Please print each of the entries below exactly.

[Records to use — start]

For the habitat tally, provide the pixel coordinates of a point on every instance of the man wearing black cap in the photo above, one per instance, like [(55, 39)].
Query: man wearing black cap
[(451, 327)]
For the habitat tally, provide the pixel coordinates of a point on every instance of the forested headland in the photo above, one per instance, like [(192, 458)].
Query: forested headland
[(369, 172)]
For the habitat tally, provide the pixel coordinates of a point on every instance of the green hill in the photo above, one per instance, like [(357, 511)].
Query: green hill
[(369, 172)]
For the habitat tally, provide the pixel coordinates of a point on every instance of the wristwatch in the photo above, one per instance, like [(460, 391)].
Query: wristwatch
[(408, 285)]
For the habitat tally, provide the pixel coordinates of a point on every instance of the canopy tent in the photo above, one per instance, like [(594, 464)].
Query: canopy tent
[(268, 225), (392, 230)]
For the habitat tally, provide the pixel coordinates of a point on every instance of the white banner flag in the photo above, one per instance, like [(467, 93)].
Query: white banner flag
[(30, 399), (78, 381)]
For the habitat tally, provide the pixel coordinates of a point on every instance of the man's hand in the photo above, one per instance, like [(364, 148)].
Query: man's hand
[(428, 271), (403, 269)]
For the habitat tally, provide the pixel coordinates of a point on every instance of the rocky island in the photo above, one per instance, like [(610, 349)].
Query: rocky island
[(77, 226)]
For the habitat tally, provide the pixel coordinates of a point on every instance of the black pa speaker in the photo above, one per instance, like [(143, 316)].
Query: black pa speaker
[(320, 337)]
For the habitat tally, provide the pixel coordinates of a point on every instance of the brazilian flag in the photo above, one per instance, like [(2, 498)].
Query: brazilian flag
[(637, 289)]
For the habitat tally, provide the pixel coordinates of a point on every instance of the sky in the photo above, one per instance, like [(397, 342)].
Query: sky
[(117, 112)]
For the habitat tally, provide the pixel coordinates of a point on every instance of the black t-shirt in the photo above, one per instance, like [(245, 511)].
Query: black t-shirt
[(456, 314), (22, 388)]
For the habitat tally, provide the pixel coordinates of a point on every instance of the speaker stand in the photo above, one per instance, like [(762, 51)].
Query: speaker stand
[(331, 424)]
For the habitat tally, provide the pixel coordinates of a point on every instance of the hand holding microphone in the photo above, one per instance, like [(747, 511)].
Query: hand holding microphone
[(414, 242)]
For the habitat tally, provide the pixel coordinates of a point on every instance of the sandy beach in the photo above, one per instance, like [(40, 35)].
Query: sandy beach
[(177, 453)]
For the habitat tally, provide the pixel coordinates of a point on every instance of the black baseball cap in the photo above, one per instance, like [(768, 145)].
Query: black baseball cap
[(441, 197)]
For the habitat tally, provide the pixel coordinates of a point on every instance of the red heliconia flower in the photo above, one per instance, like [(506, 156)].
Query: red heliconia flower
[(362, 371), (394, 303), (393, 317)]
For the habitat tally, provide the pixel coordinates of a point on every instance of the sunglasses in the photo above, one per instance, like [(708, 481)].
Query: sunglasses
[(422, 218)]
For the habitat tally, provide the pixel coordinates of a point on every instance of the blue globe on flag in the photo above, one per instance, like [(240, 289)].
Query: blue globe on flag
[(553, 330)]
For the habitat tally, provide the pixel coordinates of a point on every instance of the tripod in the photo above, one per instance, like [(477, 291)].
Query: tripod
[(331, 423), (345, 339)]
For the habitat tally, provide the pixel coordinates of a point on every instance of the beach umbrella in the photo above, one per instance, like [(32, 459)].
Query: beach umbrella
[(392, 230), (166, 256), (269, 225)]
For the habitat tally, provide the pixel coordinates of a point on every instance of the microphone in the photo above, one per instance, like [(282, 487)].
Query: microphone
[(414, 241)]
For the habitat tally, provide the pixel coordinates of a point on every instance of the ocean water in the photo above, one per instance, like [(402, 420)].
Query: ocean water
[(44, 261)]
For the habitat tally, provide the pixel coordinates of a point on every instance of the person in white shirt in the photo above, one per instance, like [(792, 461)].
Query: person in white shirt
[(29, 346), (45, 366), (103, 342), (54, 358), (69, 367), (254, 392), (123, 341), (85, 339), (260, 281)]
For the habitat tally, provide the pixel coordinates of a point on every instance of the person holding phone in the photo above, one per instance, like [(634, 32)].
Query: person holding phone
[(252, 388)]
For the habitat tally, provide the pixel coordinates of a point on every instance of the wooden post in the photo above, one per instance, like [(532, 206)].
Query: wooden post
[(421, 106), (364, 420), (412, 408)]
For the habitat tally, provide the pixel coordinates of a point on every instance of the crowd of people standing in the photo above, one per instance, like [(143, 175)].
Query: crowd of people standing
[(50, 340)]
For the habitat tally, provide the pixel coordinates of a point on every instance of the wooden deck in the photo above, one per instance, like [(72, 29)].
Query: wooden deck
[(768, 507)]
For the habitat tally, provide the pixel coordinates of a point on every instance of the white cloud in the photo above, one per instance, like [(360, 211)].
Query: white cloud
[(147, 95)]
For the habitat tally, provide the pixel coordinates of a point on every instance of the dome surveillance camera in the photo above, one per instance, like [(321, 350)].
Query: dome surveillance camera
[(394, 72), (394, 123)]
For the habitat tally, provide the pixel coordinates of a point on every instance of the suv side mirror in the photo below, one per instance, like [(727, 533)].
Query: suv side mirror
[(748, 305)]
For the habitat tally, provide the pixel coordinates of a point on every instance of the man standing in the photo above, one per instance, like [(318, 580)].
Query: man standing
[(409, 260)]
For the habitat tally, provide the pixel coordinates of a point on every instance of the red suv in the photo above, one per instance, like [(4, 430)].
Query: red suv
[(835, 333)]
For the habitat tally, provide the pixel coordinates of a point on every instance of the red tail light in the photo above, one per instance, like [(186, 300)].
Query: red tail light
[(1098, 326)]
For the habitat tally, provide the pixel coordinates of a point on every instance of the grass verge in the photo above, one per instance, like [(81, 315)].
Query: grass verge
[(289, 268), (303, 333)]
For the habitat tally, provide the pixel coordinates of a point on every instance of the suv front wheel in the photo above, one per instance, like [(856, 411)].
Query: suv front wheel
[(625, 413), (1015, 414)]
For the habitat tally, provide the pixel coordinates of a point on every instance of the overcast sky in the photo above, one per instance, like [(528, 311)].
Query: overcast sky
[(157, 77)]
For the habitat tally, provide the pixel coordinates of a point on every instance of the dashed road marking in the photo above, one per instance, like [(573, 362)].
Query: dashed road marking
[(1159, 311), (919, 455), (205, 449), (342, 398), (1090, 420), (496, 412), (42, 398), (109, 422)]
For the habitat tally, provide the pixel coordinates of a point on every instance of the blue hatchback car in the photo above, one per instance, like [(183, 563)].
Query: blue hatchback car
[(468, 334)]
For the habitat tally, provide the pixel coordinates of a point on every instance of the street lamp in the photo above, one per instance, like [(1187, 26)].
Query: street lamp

[Records to use — finish]

Reply to the exercise |
For the habitat tally, provide the pixel coordinates of a point on every instance of the man wearing black cap in the photo above, one per instance, like [(55, 39)].
Query: man wearing black cap
[(451, 327)]
For the habitat tally, provide the pixel coordinates of a point on every instance of the forested headland in the photo above, one per instance, like [(192, 458)].
Query: forested headland
[(369, 172)]
For the habitat tally, provide the pixel coordinates of a point on every instance of the green hill in the photo above, one per instance, like [(357, 511)].
Query: green hill
[(369, 172)]
For the habitat tally, provide the pixel coordinates of a point on every instance of the wristwatch in the photo above, one per instance, like [(460, 391)].
Query: wristwatch
[(408, 285)]
For the habitat tally, provide the pixel coordinates of a point on every instance of the canopy tent in the photo above, one per instance, like [(594, 464)].
Query: canopy tent
[(268, 225), (392, 230)]
For the habitat tally, provide the pixel coordinates of a point on every instance of the white banner flag in the photo above, one per instance, like [(467, 93)].
Query: white banner flag
[(30, 399), (78, 381)]
For the habitat tally, provide the pixel coordinates of a point on every instance of the man's hand in the photo above, one per instance, like [(364, 148)].
Query: man's hand
[(428, 271), (403, 269)]
For the habitat tally, provide the pixel coordinates of a point on every instance of the rocky island in the photo above, one per instance, like [(610, 349)].
Query: rocky island
[(77, 226)]
For the habitat tally, provide the pixel coordinates of a point on every instance of the black pa speaker in the photo above, one per instance, like [(143, 316)].
Query: black pa speaker
[(320, 337)]
For the habitat tally, provide the pixel coordinates of a point on every instance of the brazilian flag in the photo above, one per instance, like [(2, 498)].
Query: brazilian flag
[(637, 289)]
For the habitat tally, provide the pixel coordinates of a point on every instance of the sky in the photo above, one per instance, like [(397, 342)].
Query: sky
[(117, 112)]
For the habitat tally, provide the pixel coordinates of a point on every instance of the black t-shirt in the photo above, one per instance, like [(245, 511)].
Query: black t-shirt
[(456, 314), (22, 388)]
For the habitat tally, provide the pixel coordinates of a point on every instance of the speaker stand in the photo above, one per instance, like [(762, 51)].
Query: speaker stand
[(331, 424)]
For the habitat tally, provide the pixel coordinates of a point on every instance of the hand holding microphone in the photo above, one per instance, like [(747, 511)].
Query: hand holding microphone
[(414, 242)]
For the habitat tally, provide the pixel coordinates of a point on every instance of the sandy beach in the photo above, one per instance, like [(40, 35)].
Query: sandy beach
[(177, 453)]
For the habitat tally, provide the pixel coordinates of a point on every instance of the black baseball cap in the photo above, one per instance, like [(768, 145)].
Query: black baseball cap
[(441, 197)]
For the habitat tally, provide the pixel coordinates of a point on every instance of the red heliconia flower in the photo above, one per instance, like [(506, 156)].
Query: red heliconia flower
[(362, 371), (394, 303), (393, 317)]
For the habitat tally, provide the pixel coordinates of a point on every instance of the sunglasses in the photo above, one per instance, like [(708, 481)].
Query: sunglasses
[(422, 218)]
For the habitat tally, provide the pixel coordinates of a point on every instance of the blue globe on flag in the photo above, one per instance, like [(240, 289)].
Query: blue globe on flag
[(553, 330)]
For the habitat tally, provide the pixel coordinates of a point on every instance of the tripod in the photo above, one per instance, like [(477, 291)].
Query: tripod
[(331, 423), (345, 339)]
For the habitat tally, provide the pixel coordinates of a point on every instance of the beach umbrella in the photo above, one per instance, like [(32, 459)].
Query: beach umbrella
[(392, 230), (166, 256), (269, 225)]
For the habitat tally, provide the pixel coordinates of a point on every instance of the microphone in the photo above, one per instance, like [(282, 487)].
Query: microphone
[(414, 241)]
For the habitat tally, provide the pixel coordinates of a point on every instance of the ocean water in the photo above, one per instance, like [(402, 420)].
Query: ocean water
[(44, 261)]
For the habitat tally, provide the pixel coordinates of a point on every instance of the person in white shirt in the photo above, one per instance, like [(792, 461)].
Query: person in white shirt
[(29, 346), (45, 366), (103, 342), (54, 358), (69, 367), (254, 392), (123, 341), (85, 339), (260, 281)]
For the habitat tally, provide the pixel coordinates of a point on every instance of the person holding phone in the photo above, one per instance, like [(634, 32)].
Query: person holding phone
[(252, 388)]
For the habitat tally, provide the pixel coordinates of a point on every instance of the wooden post in the photo above, one per instance, like [(532, 206)].
Query: wooden post
[(421, 106), (364, 420), (412, 408)]
For the habitat tally, provide the pixel coordinates of a point on every instance of the crowd of people standing in the photo above, one per instance, like [(143, 175)].
Query: crowd of people standing
[(50, 340)]
For the habitat tally, provide the pixel coordinates of a point on every instance of the wooden deck in the photo above, one per instance, like [(72, 29)].
Query: wooden deck
[(768, 507)]
For the habitat tally, provide the pixel coordinates of a point on every instance of the white cloud in the photo above, one per instance, like [(360, 211)].
Query: white cloud
[(147, 95)]
For the habitat tally, provide the pixel coordinates of a point on every instance of the dome surveillance camera in the photo above, one per instance, like [(321, 350)].
Query: dome surveillance camera
[(394, 72), (394, 123)]
For the habitat tally, provide the pixel coordinates of a point on every instance of the suv side mirror in the photo below, one per instance, like [(727, 533)].
Query: suv side mirror
[(748, 305)]
For the habitat tally, provide the pixel coordinates of a point on every instance of the man standing in the photo above, one per instance, like [(318, 580)].
Query: man standing
[(409, 260)]
For the habitat tally, provide the pixel coordinates of a point on every instance of the red suv in the photo above, one per instance, like [(4, 430)].
Query: red suv
[(835, 333)]
For the habitat tally, provide the pixel coordinates of a point on every instance of the red tail light in the photo above, one per instance, like [(186, 300)].
Query: red tail light
[(1098, 326)]
For the habitat tally, provide the pixel coordinates of a point on every instance of the grass verge in the photo above, one per instance, like [(81, 315)].
Query: grass verge
[(289, 268), (303, 333)]
For the habitat tally, provide the pixel coordinates of a point on every instance of the suv front wheel in the photo above, one per instance, like [(856, 411)].
Query: suv front wheel
[(625, 413), (1015, 414)]
For the habitat tally, provide the pixel coordinates of a point on every instance of the overcast sky in the photo above, one per instance, like [(528, 311)].
Query: overcast sky
[(157, 77)]
For the habitat tally, provide the pixel coordinates of a point on every instance of the dashed road marking in the photo above, one per instance, like [(573, 362)].
Query: dashed road marking
[(1159, 311), (919, 455), (205, 449), (342, 398), (1090, 420), (496, 412), (42, 398), (109, 422)]
For the habitat tally, provide the pixel coordinates of a point on every instance of the blue hatchback car in the photo above, one per instance, like [(183, 563)].
Query: blue hatchback car
[(468, 334)]
For the habitat tally, provide the pixel coordinates of a point on every instance of the street lamp in the photo above, one per instance, like [(1187, 26)].
Query: street lamp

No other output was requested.